▶ [INSTRUCTIONS FOR THE TASK]:
Give back the entries in full, exactly as they are written.

RECORDS SUPPLIED Block Start

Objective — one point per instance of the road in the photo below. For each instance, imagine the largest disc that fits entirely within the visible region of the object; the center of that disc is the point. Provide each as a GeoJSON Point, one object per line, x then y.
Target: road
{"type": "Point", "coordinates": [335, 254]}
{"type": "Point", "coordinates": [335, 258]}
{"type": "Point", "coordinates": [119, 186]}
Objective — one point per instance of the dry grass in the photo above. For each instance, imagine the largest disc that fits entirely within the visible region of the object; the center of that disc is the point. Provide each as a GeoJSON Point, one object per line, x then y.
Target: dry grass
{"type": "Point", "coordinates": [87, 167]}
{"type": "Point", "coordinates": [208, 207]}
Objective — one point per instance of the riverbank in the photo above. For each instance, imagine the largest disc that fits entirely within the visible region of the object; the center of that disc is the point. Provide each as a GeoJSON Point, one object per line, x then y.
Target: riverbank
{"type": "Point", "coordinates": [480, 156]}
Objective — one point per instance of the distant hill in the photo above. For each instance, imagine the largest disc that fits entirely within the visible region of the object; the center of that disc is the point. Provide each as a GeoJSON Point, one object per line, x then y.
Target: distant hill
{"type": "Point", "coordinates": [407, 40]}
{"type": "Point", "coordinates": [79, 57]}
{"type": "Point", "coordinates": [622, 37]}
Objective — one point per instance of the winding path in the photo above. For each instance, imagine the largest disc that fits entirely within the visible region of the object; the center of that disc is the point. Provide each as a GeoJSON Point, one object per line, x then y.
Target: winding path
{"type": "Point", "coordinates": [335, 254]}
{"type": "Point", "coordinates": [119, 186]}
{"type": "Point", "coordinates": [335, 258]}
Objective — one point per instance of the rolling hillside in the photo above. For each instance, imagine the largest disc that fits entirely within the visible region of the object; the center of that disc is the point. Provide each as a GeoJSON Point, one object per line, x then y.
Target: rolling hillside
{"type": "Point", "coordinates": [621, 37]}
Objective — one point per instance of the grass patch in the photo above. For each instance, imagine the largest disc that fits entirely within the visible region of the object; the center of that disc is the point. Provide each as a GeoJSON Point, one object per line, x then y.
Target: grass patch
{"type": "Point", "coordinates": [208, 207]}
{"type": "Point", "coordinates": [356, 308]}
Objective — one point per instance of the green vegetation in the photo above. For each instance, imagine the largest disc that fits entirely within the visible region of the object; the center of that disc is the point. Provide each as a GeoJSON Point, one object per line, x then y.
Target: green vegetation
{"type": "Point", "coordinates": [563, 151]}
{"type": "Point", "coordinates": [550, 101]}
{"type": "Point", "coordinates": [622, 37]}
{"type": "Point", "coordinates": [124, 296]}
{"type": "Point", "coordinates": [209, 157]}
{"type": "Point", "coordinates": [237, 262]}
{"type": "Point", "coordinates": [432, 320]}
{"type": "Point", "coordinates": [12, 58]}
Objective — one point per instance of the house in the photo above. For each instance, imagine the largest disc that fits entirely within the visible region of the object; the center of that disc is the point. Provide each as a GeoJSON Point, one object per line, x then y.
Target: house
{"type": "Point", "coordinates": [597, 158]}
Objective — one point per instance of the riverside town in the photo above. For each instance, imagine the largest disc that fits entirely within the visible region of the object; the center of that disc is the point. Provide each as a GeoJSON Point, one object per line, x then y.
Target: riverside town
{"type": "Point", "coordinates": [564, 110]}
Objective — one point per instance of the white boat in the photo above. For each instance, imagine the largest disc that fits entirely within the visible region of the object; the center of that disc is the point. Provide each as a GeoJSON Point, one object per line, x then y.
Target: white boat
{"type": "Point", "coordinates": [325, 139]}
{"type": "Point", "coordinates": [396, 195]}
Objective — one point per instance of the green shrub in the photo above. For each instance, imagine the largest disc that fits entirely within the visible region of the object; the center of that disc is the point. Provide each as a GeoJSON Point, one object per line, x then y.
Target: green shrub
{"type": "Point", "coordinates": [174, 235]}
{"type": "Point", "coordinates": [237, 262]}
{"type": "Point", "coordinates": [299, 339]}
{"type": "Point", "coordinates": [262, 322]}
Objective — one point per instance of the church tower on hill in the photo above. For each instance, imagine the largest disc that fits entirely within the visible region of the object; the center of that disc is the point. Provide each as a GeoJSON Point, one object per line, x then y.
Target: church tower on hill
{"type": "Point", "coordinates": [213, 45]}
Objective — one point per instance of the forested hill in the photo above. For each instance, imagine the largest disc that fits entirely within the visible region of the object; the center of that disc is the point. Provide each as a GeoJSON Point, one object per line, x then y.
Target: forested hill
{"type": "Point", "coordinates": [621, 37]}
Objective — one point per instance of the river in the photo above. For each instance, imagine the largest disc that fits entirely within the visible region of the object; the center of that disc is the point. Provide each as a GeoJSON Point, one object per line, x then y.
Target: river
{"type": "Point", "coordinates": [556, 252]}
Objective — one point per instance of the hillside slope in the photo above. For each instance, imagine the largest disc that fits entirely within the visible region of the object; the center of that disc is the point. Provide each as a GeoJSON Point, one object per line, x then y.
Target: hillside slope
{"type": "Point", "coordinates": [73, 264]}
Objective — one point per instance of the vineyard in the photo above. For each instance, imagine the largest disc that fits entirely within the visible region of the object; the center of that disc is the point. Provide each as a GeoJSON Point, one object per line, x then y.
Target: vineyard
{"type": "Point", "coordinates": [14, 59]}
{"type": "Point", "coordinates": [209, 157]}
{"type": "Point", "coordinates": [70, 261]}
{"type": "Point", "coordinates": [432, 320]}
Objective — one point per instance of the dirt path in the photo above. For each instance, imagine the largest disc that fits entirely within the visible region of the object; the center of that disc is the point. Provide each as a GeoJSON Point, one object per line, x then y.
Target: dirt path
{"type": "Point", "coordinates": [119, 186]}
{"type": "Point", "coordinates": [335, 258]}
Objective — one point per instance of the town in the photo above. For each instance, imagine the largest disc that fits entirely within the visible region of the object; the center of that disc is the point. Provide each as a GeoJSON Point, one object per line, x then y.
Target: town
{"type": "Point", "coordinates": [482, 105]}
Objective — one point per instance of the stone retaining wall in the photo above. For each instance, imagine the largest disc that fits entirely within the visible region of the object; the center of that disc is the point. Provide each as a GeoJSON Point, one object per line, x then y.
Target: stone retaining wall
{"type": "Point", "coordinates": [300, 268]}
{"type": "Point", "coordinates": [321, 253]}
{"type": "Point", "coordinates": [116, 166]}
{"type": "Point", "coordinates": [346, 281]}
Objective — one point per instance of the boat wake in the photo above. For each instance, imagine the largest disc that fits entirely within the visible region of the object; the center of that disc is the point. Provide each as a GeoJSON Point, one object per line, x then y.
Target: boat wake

RECORDS SUPPLIED Block End

▶ [WORKED SOLUTION]:
Objective — one point per instance of the road in the photo below. For each instance, imagine the largest disc that fits entirely within the visible region of the object; the center of that disc is the point. Provide each as a GeoJSON Point, one object per line, x then y.
Target: road
{"type": "Point", "coordinates": [335, 254]}
{"type": "Point", "coordinates": [335, 258]}
{"type": "Point", "coordinates": [119, 186]}
Objective — one point per instance of the dry grass in the photo above. For each instance, imagine the largest disc that fits entirely within the visible region of the object; the center of that disc is the point. Provide each as a GeoJSON Point, one object per line, x then y.
Target: dry grass
{"type": "Point", "coordinates": [87, 167]}
{"type": "Point", "coordinates": [208, 207]}
Objective — one point per instance of the riverbank in the photo above. For each instance, imagine the largest disc that fits entirely within the visible region of the object; the center of that disc is the point. Provide each as a GeoJSON Point, one object per line, x then y.
Target: riverbank
{"type": "Point", "coordinates": [480, 156]}
Objective — one point per instance of the distant hill in the photo above. For each instance, imagine the largest disc that fits entirely within the visible region of the object; the center of that disc is the point. Provide each as a GeoJSON Point, one object per line, x then y.
Target: distant hill
{"type": "Point", "coordinates": [407, 40]}
{"type": "Point", "coordinates": [79, 57]}
{"type": "Point", "coordinates": [622, 37]}
Objective — one point per instance of the winding path in the photo above. For each instance, imagine the largest disc that fits entirely within the visible region of the object; the center of that disc is the point. Provide each as a GeoJSON Point, one object per line, x then y.
Target: winding path
{"type": "Point", "coordinates": [335, 254]}
{"type": "Point", "coordinates": [119, 186]}
{"type": "Point", "coordinates": [335, 258]}
Objective — one point per instance of the rolling hillside in the photo above. For each instance, imagine the largest disc that fits entirely within the visible region of the object; the center of that disc is the point. Provide each as a GeoJSON Point, one object per line, x then y.
Target: rolling hillside
{"type": "Point", "coordinates": [621, 37]}
Objective — one point per instance of the grass patch in the photo above. For each instance, imagine the largest disc that fits entirely within the visible region of the object; the center of that disc is the point. Provide each as a GeoJSON Point, one object per line, x then y.
Target: grass patch
{"type": "Point", "coordinates": [208, 207]}
{"type": "Point", "coordinates": [356, 308]}
Objective — one point per instance of the green vegetation in the photo above. For each instance, imagine the largest disc that fits entirely within the visible region of the object; the center of that disc is the point. Provide each as a GeoJSON Point, one object per line, x then y.
Target: green vegetation
{"type": "Point", "coordinates": [563, 151]}
{"type": "Point", "coordinates": [550, 101]}
{"type": "Point", "coordinates": [622, 37]}
{"type": "Point", "coordinates": [124, 296]}
{"type": "Point", "coordinates": [209, 157]}
{"type": "Point", "coordinates": [237, 262]}
{"type": "Point", "coordinates": [432, 320]}
{"type": "Point", "coordinates": [12, 58]}
Objective — one point per instance of the house in the photo above. For each instance, imagine the largest disc that fits entirely within the visible region of the object; the center of that disc is the point. Provide each as a GeoJSON Point, one object per line, x then y.
Target: house
{"type": "Point", "coordinates": [597, 158]}
Objective — one point per instance of the riverside town in the photo above. For each instance, imagine the largest disc that fits entirely within the visible region of the object; the center of that disc is the point. Provide each as a GeoJSON Point, one object per line, x then y.
Target: riverside town
{"type": "Point", "coordinates": [564, 110]}
Objective — one point per instance of the white boat in the photo above. For each instance, imagine the largest disc that fits entirely within the visible region of the object; the center of that disc is the point. Provide each as a GeoJSON Point, one object per line, x then y.
Target: white boat
{"type": "Point", "coordinates": [325, 139]}
{"type": "Point", "coordinates": [396, 195]}
Objective — one point per instance of the green shrub in the photo above. For each instance, imagine the largest disc that fits entirely within the visible region of the object; the center of that disc is the point. Provide each as a GeoJSON Point, one object per line, x then y.
Target: green shrub
{"type": "Point", "coordinates": [174, 235]}
{"type": "Point", "coordinates": [237, 262]}
{"type": "Point", "coordinates": [299, 339]}
{"type": "Point", "coordinates": [262, 322]}
Objective — one point per instance of the church tower on hill in the photo above. For each instance, imagine the largest disc that fits entirely within the visible region of the object; the center of that disc is the point. Provide each as a GeoJSON Point, one object per line, x then y.
Target: church tower on hill
{"type": "Point", "coordinates": [213, 45]}
Objective — one point per instance of the forested hill in the photo above. For each instance, imagine the largest disc that fits entirely within the visible region of the object; the center of that disc is the point. Provide each as a GeoJSON Point, one object per line, x then y.
Target: forested hill
{"type": "Point", "coordinates": [621, 37]}
Objective — one point per instance of the river in the photo above. For each instance, imagine the largest disc that fits entirely within the visible region of the object; the center of that disc is the point. Provide each as a GeoJSON Point, one object per line, x then y.
Target: river
{"type": "Point", "coordinates": [556, 252]}
Objective — one point per instance of the hillside slope in the photo above. For each instance, imagine the largest disc that fits entirely within the visible region of the object; the center of that disc is the point. Provide each as a GeoJSON Point, one object per line, x then y.
Target: hillside slope
{"type": "Point", "coordinates": [73, 264]}
Objective — one point per instance of the vineyard in the photo above. For each instance, imagine the largest disc that fits entirely within the visible region of the object; the center of that disc is the point. Provide each as a GeoJSON Point, one object per line, x then y.
Target: vineyard
{"type": "Point", "coordinates": [14, 59]}
{"type": "Point", "coordinates": [209, 157]}
{"type": "Point", "coordinates": [70, 261]}
{"type": "Point", "coordinates": [432, 320]}
Objective — one point per instance of the dirt path in the photo above. For each instance, imagine the largest disc that fits entirely within the visible region of the object; the center of that disc is the point. Provide each as a GeoJSON Point, one object per line, x then y.
Target: dirt path
{"type": "Point", "coordinates": [119, 186]}
{"type": "Point", "coordinates": [335, 258]}
Objective — one point per instance of the town in the photo above. For each instance, imagine the largest disc that fits entirely within the visible region of the object; the center of that disc is the point. Provide each as a GeoJSON Point, one object per line, x then y.
Target: town
{"type": "Point", "coordinates": [482, 105]}
Objective — one point per instance of the stone retaining wall in the photo above. For each instance, imagine the largest disc that fits entirely within the visible region of the object; the center of that disc is the point. Provide each as a GeoJSON Point, one object per line, x then y.
Target: stone retaining wall
{"type": "Point", "coordinates": [300, 268]}
{"type": "Point", "coordinates": [321, 253]}
{"type": "Point", "coordinates": [116, 166]}
{"type": "Point", "coordinates": [346, 281]}
Objective — one point per instance of the boat wake in the photo above. For each instance, imagine the largest disc that fits entirely within the visible region of the object; the center of that disc is the point. Provide each as a GeoJSON Point, one object per line, x then y.
Target: boat wake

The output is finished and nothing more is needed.